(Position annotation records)
-- START --

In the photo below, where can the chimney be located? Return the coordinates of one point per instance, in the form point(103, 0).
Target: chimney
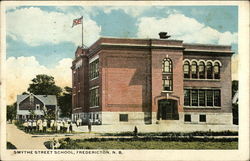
point(164, 35)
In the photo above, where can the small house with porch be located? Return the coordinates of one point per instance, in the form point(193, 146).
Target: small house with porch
point(32, 106)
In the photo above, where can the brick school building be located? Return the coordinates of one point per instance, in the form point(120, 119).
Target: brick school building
point(151, 81)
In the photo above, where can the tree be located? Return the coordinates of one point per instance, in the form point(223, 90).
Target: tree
point(64, 102)
point(44, 85)
point(11, 111)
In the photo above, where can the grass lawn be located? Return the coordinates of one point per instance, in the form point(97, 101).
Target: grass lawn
point(10, 146)
point(151, 145)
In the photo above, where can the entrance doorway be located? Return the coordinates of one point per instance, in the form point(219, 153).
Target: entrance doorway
point(167, 110)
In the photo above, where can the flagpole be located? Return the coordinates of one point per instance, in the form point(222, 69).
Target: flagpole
point(82, 32)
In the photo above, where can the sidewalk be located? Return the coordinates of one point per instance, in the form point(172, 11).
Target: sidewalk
point(22, 140)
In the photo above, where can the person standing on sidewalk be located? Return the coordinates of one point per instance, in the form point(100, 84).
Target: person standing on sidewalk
point(34, 125)
point(89, 125)
point(44, 125)
point(25, 124)
point(29, 126)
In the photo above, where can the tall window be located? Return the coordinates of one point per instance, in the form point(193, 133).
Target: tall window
point(167, 75)
point(194, 70)
point(202, 70)
point(186, 69)
point(94, 69)
point(209, 70)
point(166, 65)
point(217, 101)
point(31, 99)
point(94, 97)
point(209, 97)
point(187, 97)
point(194, 97)
point(216, 70)
point(202, 97)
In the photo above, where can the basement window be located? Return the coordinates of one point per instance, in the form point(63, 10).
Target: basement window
point(123, 117)
point(203, 118)
point(187, 118)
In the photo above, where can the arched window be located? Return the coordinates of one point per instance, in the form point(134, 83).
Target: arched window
point(194, 70)
point(166, 65)
point(201, 70)
point(216, 70)
point(186, 69)
point(209, 70)
point(167, 75)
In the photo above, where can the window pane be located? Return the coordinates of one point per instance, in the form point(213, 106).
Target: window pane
point(217, 98)
point(194, 70)
point(201, 97)
point(194, 97)
point(203, 118)
point(123, 117)
point(186, 70)
point(216, 71)
point(186, 97)
point(94, 69)
point(202, 70)
point(209, 71)
point(167, 66)
point(187, 118)
point(209, 97)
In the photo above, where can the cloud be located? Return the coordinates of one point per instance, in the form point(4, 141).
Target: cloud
point(133, 11)
point(24, 69)
point(35, 26)
point(184, 28)
point(129, 10)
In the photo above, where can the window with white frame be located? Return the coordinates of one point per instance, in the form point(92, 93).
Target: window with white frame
point(167, 75)
point(202, 97)
point(94, 97)
point(37, 106)
point(94, 69)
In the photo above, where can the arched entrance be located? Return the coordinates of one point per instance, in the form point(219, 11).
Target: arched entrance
point(167, 110)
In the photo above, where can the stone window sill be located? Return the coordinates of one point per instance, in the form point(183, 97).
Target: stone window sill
point(212, 80)
point(94, 107)
point(94, 78)
point(202, 107)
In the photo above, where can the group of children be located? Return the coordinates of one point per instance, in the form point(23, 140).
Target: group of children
point(43, 125)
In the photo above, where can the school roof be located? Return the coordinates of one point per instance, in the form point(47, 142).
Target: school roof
point(46, 99)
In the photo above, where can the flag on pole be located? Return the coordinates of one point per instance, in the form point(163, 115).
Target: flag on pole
point(77, 21)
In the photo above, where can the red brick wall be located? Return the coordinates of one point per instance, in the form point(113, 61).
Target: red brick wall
point(177, 94)
point(125, 76)
point(225, 83)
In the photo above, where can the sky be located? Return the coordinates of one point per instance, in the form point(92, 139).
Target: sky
point(41, 40)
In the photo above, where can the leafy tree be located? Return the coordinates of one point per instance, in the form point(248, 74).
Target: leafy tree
point(11, 111)
point(44, 85)
point(64, 102)
point(32, 114)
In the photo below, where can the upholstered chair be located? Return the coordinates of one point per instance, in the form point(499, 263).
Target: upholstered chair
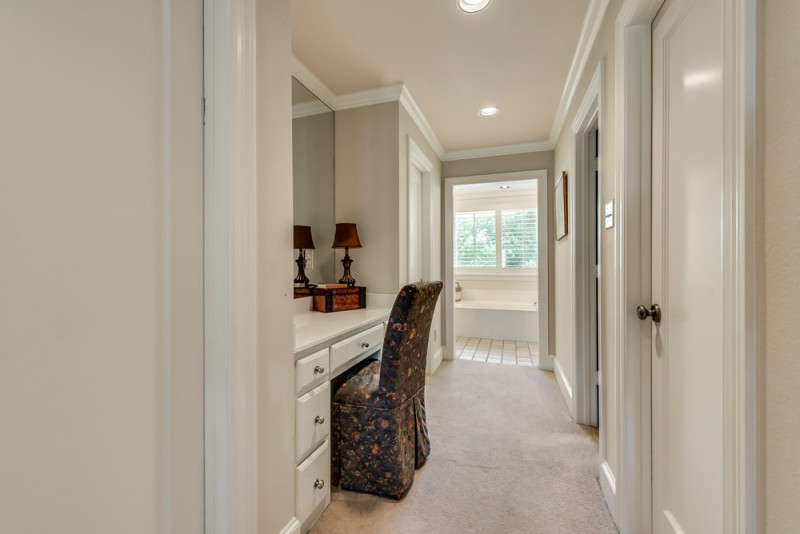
point(378, 429)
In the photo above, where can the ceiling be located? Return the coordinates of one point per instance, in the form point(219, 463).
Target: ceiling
point(515, 55)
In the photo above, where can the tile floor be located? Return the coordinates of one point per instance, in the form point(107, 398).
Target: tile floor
point(502, 351)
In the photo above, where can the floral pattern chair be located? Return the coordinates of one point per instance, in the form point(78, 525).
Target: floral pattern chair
point(379, 434)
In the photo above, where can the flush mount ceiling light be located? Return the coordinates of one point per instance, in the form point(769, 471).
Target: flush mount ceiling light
point(472, 6)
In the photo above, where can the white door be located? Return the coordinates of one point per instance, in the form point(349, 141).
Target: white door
point(688, 267)
point(414, 224)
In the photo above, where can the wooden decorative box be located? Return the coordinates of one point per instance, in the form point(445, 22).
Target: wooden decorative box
point(332, 299)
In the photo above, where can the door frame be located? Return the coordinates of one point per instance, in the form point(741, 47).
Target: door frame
point(632, 496)
point(419, 161)
point(229, 43)
point(543, 235)
point(586, 337)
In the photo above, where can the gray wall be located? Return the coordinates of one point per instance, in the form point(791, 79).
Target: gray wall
point(313, 156)
point(367, 192)
point(514, 163)
point(275, 300)
point(779, 268)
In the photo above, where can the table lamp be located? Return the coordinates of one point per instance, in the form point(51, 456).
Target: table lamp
point(303, 242)
point(346, 237)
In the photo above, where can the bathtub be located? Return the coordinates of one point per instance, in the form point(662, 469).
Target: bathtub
point(498, 314)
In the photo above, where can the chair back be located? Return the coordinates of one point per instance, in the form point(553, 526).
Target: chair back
point(405, 345)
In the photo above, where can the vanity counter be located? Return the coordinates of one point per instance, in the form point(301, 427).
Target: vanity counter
point(314, 330)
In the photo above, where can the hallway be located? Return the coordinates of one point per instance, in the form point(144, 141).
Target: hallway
point(506, 458)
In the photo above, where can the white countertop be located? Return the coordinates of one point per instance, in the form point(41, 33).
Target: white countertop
point(317, 329)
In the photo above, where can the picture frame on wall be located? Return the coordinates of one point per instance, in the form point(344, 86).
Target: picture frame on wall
point(560, 199)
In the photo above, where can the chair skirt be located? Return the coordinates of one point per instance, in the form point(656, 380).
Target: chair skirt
point(376, 450)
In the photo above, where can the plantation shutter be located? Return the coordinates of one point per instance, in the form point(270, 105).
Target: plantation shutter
point(519, 238)
point(475, 240)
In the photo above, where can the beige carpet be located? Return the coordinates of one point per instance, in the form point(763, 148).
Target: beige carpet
point(506, 458)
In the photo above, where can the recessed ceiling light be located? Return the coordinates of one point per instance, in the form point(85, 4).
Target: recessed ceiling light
point(472, 6)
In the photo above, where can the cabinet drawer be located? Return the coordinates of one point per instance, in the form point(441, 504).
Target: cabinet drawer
point(310, 371)
point(312, 479)
point(312, 419)
point(366, 341)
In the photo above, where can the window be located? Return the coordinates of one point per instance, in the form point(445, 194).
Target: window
point(477, 246)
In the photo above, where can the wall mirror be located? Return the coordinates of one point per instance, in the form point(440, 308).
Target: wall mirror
point(314, 179)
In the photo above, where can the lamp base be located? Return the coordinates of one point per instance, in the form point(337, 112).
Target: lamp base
point(301, 277)
point(346, 277)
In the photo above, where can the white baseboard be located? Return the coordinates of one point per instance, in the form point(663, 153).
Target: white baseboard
point(292, 527)
point(380, 300)
point(437, 359)
point(608, 486)
point(565, 387)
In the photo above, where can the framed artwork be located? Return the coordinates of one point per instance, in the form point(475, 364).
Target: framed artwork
point(560, 198)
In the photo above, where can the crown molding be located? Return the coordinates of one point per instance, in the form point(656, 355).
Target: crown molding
point(591, 25)
point(506, 150)
point(308, 109)
point(410, 105)
point(370, 97)
point(312, 83)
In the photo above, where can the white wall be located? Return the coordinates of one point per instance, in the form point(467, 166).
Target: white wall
point(779, 292)
point(275, 304)
point(101, 373)
point(603, 50)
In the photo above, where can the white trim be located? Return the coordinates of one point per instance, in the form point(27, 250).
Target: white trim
point(739, 216)
point(309, 109)
point(632, 34)
point(589, 116)
point(608, 477)
point(505, 150)
point(408, 102)
point(591, 25)
point(369, 97)
point(292, 527)
point(167, 444)
point(229, 262)
point(563, 383)
point(304, 75)
point(545, 360)
point(437, 359)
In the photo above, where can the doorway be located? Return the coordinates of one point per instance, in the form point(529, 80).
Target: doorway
point(496, 251)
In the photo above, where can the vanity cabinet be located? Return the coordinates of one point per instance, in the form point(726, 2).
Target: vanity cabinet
point(326, 345)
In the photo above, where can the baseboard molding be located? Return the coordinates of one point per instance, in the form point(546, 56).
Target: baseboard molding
point(608, 486)
point(565, 387)
point(292, 527)
point(380, 300)
point(438, 356)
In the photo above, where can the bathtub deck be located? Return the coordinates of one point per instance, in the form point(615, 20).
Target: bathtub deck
point(502, 351)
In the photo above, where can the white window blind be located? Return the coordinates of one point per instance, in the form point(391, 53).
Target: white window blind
point(477, 245)
point(519, 234)
point(475, 242)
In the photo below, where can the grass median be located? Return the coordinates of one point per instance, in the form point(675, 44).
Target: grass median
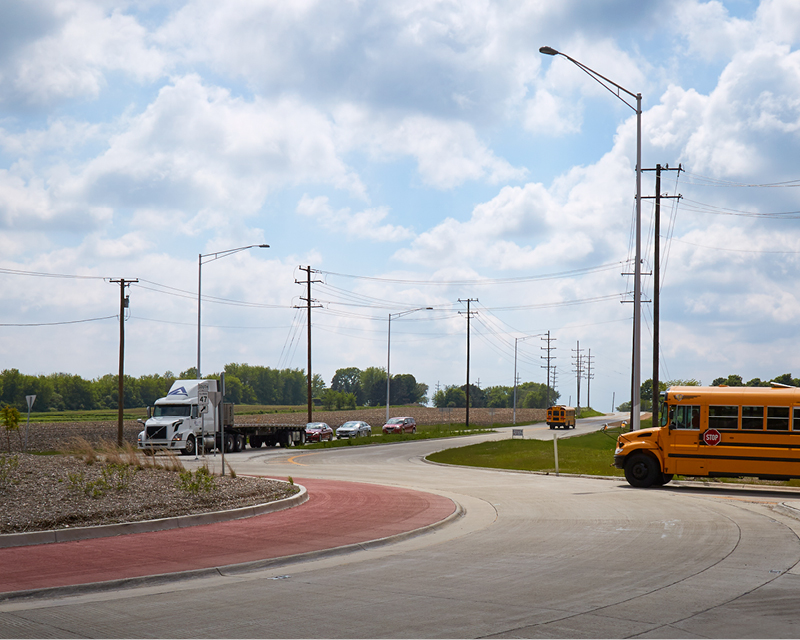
point(424, 432)
point(589, 454)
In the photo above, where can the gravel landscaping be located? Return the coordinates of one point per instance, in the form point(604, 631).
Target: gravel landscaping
point(39, 493)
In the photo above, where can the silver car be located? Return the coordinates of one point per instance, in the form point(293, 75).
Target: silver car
point(354, 429)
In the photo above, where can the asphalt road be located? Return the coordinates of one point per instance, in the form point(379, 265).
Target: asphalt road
point(534, 556)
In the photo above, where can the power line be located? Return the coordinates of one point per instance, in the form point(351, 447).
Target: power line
point(486, 281)
point(51, 324)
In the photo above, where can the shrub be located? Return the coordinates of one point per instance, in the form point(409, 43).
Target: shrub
point(8, 464)
point(200, 480)
point(11, 421)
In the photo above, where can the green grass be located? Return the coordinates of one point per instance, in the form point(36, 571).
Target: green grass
point(590, 454)
point(82, 415)
point(424, 432)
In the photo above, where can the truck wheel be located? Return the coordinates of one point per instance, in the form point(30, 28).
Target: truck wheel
point(641, 470)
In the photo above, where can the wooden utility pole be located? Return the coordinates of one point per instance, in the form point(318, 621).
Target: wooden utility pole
point(308, 300)
point(469, 315)
point(657, 283)
point(123, 304)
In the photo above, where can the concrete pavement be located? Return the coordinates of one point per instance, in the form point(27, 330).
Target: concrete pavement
point(336, 515)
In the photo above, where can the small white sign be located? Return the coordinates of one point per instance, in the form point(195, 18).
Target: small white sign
point(202, 398)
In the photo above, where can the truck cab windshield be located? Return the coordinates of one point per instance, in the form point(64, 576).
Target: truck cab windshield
point(171, 410)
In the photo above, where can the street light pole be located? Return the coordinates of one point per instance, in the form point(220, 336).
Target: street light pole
point(200, 263)
point(515, 370)
point(389, 350)
point(637, 269)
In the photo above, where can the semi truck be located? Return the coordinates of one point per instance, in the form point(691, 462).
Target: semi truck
point(190, 418)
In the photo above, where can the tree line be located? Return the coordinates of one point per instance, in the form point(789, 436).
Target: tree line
point(244, 384)
point(733, 380)
point(531, 395)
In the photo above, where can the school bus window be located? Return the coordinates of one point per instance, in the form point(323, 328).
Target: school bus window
point(752, 417)
point(726, 417)
point(778, 418)
point(686, 417)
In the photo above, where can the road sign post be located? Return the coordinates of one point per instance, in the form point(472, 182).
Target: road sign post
point(30, 400)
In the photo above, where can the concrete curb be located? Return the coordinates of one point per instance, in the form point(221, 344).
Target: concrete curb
point(692, 484)
point(789, 509)
point(145, 526)
point(227, 570)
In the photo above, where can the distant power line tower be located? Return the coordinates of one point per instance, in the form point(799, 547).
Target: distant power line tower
point(550, 365)
point(589, 376)
point(579, 371)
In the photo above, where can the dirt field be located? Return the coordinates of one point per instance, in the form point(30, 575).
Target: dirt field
point(54, 436)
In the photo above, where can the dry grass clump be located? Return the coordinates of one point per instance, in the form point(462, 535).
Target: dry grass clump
point(127, 455)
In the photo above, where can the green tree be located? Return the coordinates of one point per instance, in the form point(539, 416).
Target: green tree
point(11, 418)
point(732, 380)
point(349, 381)
point(317, 385)
point(373, 386)
point(499, 396)
point(403, 389)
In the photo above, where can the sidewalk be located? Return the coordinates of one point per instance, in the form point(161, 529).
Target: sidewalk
point(336, 514)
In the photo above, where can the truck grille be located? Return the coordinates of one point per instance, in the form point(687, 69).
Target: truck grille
point(156, 433)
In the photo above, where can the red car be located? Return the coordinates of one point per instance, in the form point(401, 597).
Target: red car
point(318, 431)
point(400, 425)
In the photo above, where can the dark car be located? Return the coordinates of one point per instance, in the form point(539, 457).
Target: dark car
point(400, 425)
point(318, 431)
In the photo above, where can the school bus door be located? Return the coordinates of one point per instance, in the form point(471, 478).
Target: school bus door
point(683, 446)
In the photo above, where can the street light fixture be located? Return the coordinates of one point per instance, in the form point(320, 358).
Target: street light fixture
point(637, 269)
point(389, 349)
point(200, 262)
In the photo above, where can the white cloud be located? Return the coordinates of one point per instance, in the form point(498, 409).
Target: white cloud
point(448, 153)
point(84, 42)
point(197, 147)
point(363, 224)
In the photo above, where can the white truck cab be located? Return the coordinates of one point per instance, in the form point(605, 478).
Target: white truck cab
point(183, 420)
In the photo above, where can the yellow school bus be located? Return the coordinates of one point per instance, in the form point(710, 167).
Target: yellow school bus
point(559, 416)
point(722, 432)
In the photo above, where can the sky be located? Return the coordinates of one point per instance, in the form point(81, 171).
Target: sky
point(412, 154)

-- END --

EXERCISE OBJECTIVE: Reproduce verbatim the rows from the line containing "In the photo above, where can the distant" through the line containing "point(156, 433)", both lines included.

SOLUTION TO THIS EXERCISE:
In the photo above, where can the distant power line tower be located? Return the coordinates of one point per instance, in the form point(799, 547).
Target: distant power line tower
point(550, 365)
point(589, 376)
point(579, 371)
In the photo above, where can the dirt field be located? Return the coordinates of one point per instance, in the form point(30, 575).
Target: dirt field
point(54, 436)
In the photo above, where can the dry grass clump be located? Return the coordinates of one point per instance, in the form point(462, 535).
Target: dry grass clump
point(127, 455)
In the photo above, where can the green tree be located? Return the coordinates of one point per instance, in the form point(539, 416).
Target: green tree
point(11, 418)
point(732, 380)
point(349, 381)
point(317, 385)
point(373, 386)
point(499, 396)
point(403, 389)
In the photo above, where can the sidewalk be located? Return the coordinates of one point per instance, in the form point(161, 529).
Target: sidewalk
point(336, 514)
In the photo above, where can the truck grille be located? Return the coordinates of one point per instance, in the form point(687, 69).
Target: truck grille
point(156, 433)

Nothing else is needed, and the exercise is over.